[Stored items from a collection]

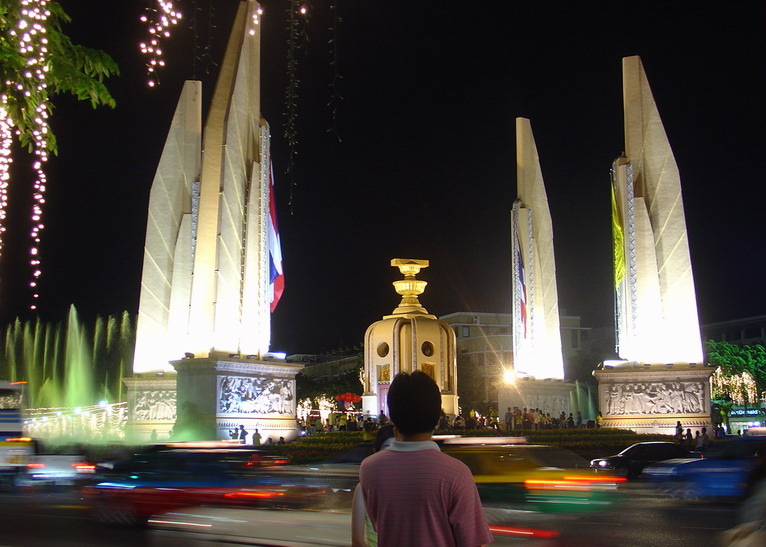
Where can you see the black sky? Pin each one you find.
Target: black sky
(426, 166)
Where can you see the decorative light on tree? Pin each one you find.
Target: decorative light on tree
(29, 37)
(740, 387)
(6, 139)
(159, 20)
(37, 59)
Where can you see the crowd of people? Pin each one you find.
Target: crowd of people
(535, 418)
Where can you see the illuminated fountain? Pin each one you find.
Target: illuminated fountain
(74, 374)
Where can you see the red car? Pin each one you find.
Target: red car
(166, 479)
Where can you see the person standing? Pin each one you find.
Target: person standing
(414, 494)
(679, 436)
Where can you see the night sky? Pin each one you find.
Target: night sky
(425, 164)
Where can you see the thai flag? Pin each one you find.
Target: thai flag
(522, 297)
(276, 273)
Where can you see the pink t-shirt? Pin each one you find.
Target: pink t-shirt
(415, 495)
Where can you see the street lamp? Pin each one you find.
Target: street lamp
(509, 376)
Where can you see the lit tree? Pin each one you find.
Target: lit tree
(734, 360)
(37, 60)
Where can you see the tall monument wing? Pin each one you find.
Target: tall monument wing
(537, 338)
(205, 279)
(231, 256)
(666, 325)
(166, 275)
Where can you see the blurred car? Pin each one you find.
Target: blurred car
(723, 472)
(532, 477)
(208, 526)
(161, 480)
(56, 470)
(632, 461)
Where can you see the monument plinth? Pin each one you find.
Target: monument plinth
(409, 339)
(218, 394)
(659, 378)
(206, 285)
(652, 398)
(538, 365)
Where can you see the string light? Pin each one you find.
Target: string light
(159, 22)
(6, 138)
(29, 37)
(742, 388)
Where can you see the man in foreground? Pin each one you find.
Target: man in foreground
(414, 494)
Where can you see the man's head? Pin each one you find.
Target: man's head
(414, 403)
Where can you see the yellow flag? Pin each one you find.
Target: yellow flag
(618, 242)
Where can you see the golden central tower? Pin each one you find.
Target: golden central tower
(409, 339)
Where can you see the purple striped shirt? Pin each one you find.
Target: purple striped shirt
(415, 495)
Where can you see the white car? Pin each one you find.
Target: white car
(206, 526)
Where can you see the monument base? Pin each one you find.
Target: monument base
(151, 407)
(209, 398)
(217, 395)
(652, 398)
(551, 396)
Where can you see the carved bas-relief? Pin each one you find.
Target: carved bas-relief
(245, 395)
(654, 398)
(155, 405)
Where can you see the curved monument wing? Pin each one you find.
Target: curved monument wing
(165, 278)
(657, 185)
(539, 352)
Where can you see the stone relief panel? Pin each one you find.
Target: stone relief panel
(155, 405)
(654, 398)
(245, 395)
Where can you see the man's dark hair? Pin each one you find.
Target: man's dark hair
(414, 402)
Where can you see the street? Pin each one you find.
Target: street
(642, 519)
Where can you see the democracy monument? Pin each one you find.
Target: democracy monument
(202, 364)
(660, 377)
(537, 377)
(409, 339)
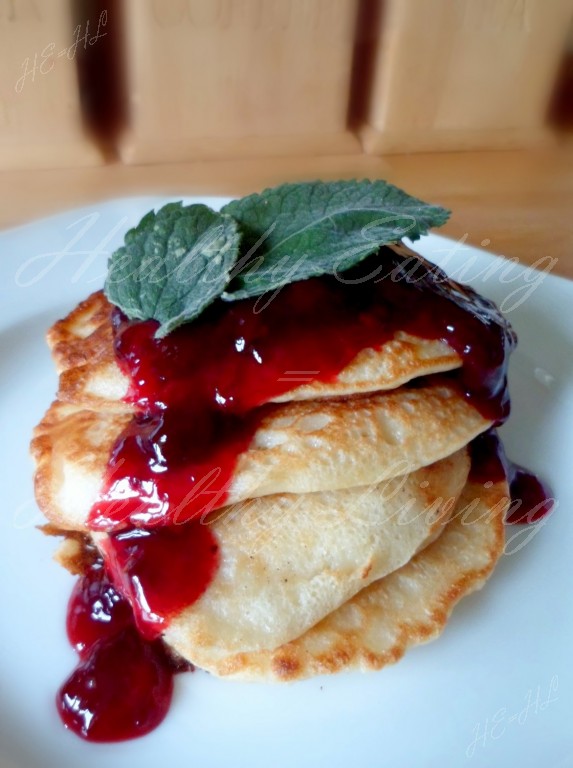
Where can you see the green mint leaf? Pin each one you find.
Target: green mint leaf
(173, 264)
(297, 231)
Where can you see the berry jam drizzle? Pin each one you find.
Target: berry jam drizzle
(202, 391)
(530, 498)
(123, 685)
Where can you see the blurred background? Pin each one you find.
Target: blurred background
(468, 103)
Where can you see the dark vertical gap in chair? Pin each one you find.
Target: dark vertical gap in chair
(100, 68)
(367, 41)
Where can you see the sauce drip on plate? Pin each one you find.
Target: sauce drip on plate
(200, 394)
(122, 686)
(531, 499)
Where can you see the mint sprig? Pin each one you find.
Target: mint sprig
(173, 265)
(178, 260)
(297, 231)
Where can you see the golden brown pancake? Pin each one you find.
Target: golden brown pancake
(376, 627)
(299, 447)
(82, 346)
(289, 560)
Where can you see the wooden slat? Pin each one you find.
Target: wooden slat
(461, 74)
(233, 77)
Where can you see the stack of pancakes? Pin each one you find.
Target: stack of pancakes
(352, 524)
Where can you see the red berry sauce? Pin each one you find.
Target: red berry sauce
(200, 394)
(202, 391)
(530, 498)
(123, 685)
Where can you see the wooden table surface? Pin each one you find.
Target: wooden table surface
(514, 203)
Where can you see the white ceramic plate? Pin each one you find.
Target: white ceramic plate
(495, 690)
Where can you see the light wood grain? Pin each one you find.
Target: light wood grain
(518, 204)
(208, 78)
(464, 75)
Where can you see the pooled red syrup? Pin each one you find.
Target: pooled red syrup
(200, 394)
(530, 498)
(162, 570)
(122, 687)
(202, 391)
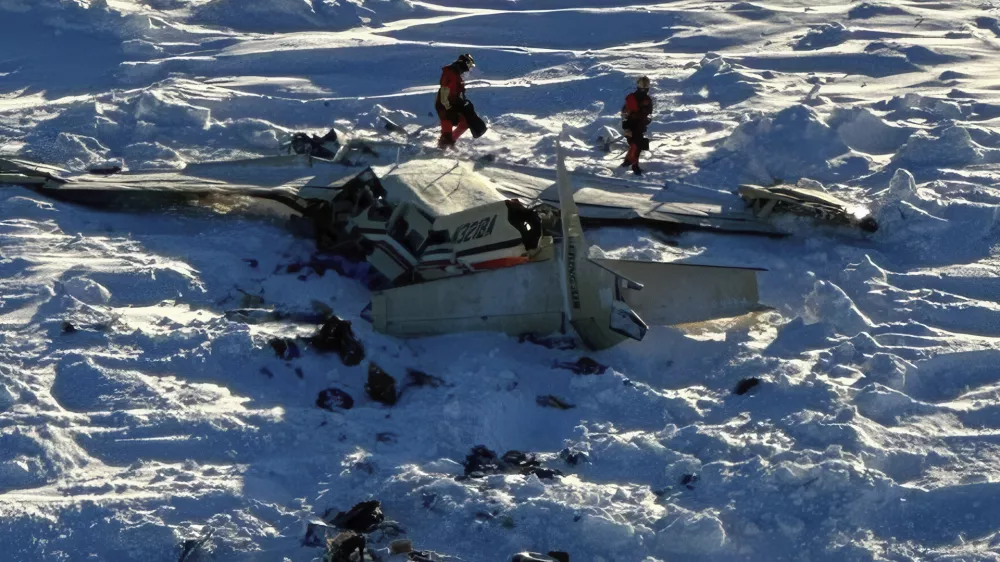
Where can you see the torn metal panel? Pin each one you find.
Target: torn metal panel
(513, 300)
(678, 293)
(611, 201)
(812, 202)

• EXERCISE PROMPT
Only the text of the entries belongs in the answer, copied exactly; the pictures stay out.

• THE ANSWER
Where can you see the black sky? Pin each one you find.
Target: black sky
(426, 166)
Where can you see the decorative light on tree? Pin each one you find.
Target: decorative light on tree
(29, 37)
(740, 387)
(6, 139)
(159, 20)
(37, 59)
Where can you see the crowd of people? Pin each one you find.
Target: crowd of people
(535, 418)
Where can you see the illuminated fountain? Pin each one you find.
Target: illuminated fountain
(74, 374)
Where can you see the red car? Pin each one you find.
Target: red car
(166, 479)
Where can you see the person standing? Pin each one you find.
Target: person standing
(414, 494)
(679, 436)
Where can you see the night sky? Pin each one you find.
Target: night sky
(425, 164)
Where can you see the thai flag? Pin each one you find.
Target: thai flag
(522, 297)
(276, 273)
Where can you see the pink t-shirt? Pin each one you find.
Target: pink t-shirt
(415, 495)
Where can you see the street lamp? Pin each one you find.
Target: street lamp
(509, 376)
Where can you see the lit tree? Pin each one you find.
Target: lit tree
(734, 360)
(37, 60)
Where can you see the tall monument wing? Pin each one you find.
Target: tall monument wing
(537, 338)
(205, 279)
(231, 256)
(666, 325)
(166, 275)
Where can you see the blurred car? Pin each one you find.
Target: blurred car
(723, 472)
(532, 477)
(208, 526)
(161, 480)
(56, 470)
(632, 461)
Where can you see the monument plinth? Pin each one you find.
Target: monument plinth
(409, 339)
(218, 394)
(659, 378)
(206, 285)
(652, 398)
(538, 365)
Where can you see the string light? Pin each one you find.
Target: string light
(159, 22)
(6, 138)
(29, 37)
(742, 388)
Where can you see the man in foreground? Pin each one you find.
Target: man in foreground
(414, 494)
Where can you see the man's head? Pin each one you find.
Target: man's head
(414, 403)
Where can you see the yellow flag? Pin each one you find.
Target: yellow flag
(618, 242)
Where can you see the golden central tower? Pin each one you find.
Target: golden central tower
(409, 339)
Where can you see the purple striped shirt? Pin each one you find.
Target: purple striped shirt
(415, 495)
Where can you see the white car? Pin each one you find.
Target: white car
(206, 526)
Where can you see the monument base? Pin each one you find.
Target: monument base
(151, 407)
(209, 398)
(217, 395)
(652, 398)
(551, 396)
Where can you see the carved bas-relief? Pin each one you find.
Target: carved bas-relief
(245, 395)
(654, 398)
(155, 405)
Where can you see the curved monument wing? Pin each one you find.
Target: curved monument wing
(165, 278)
(657, 185)
(539, 352)
Where can you see the stone relief panel? Pin each one you find.
Target: stone relief panel
(155, 405)
(654, 398)
(245, 395)
Where can you see the man's dark hair? Pin each one you find.
Target: man's dark hair
(414, 402)
Where can you see the street? Pin each one you find.
Target: street
(642, 519)
Where can you see the democracy monument? Pin each one you find.
Target: democracy monument
(202, 364)
(660, 377)
(537, 377)
(409, 339)
Where can you see the green mint leaf? Pin each one you find.
Target: green mint leaf
(173, 264)
(297, 231)
Where can you see the berry jam drizzle? Pin each one you find.
Target: berry jam drizzle
(202, 391)
(530, 498)
(123, 685)
Where can you see the blurred background? Pin each one you find.
Target: blurred background
(468, 103)
Where can you see the dark vertical gap in chair? Pin each one you find.
Target: dark vertical gap in chair
(100, 68)
(367, 41)
Where can you see the sauce drip on plate? Pin each one you find.
Target: sauce drip on plate
(200, 394)
(122, 686)
(531, 499)
Where can you see the mint sprig? Pin each one you find.
Target: mint sprig
(173, 265)
(178, 260)
(297, 231)
Where can you see the golden brown pancake? Pin each one you find.
Target: golden brown pancake
(376, 627)
(299, 447)
(82, 346)
(289, 560)
Where can you see the wooden slat? Pin each one you find.
Target: wooden slat
(461, 74)
(233, 77)
Where can you see the stack of pancakes? Pin each one you find.
Target: stack of pancakes
(352, 524)
Where can you see the red berry sauce? Pin each one you find.
Target: red berry sauce
(200, 394)
(202, 391)
(530, 498)
(123, 685)
Where can you see the wooden table surface? Pin each one you find.
Target: wooden table surface
(514, 203)
Where can you see the white ceramic plate? Pin each one you find.
Target: white ceramic plate
(495, 690)
Where can you see the light wood grain? Pin each one you find.
Target: light wood grain
(518, 204)
(208, 78)
(464, 75)
Where can you see the pooled red syrup? Pin each one you find.
Target: pooled red syrup
(200, 394)
(530, 498)
(162, 570)
(122, 687)
(202, 391)
Where can you see the torn metal panel? Pin each one you find.
Target: torn metal panel
(513, 300)
(678, 293)
(611, 201)
(812, 202)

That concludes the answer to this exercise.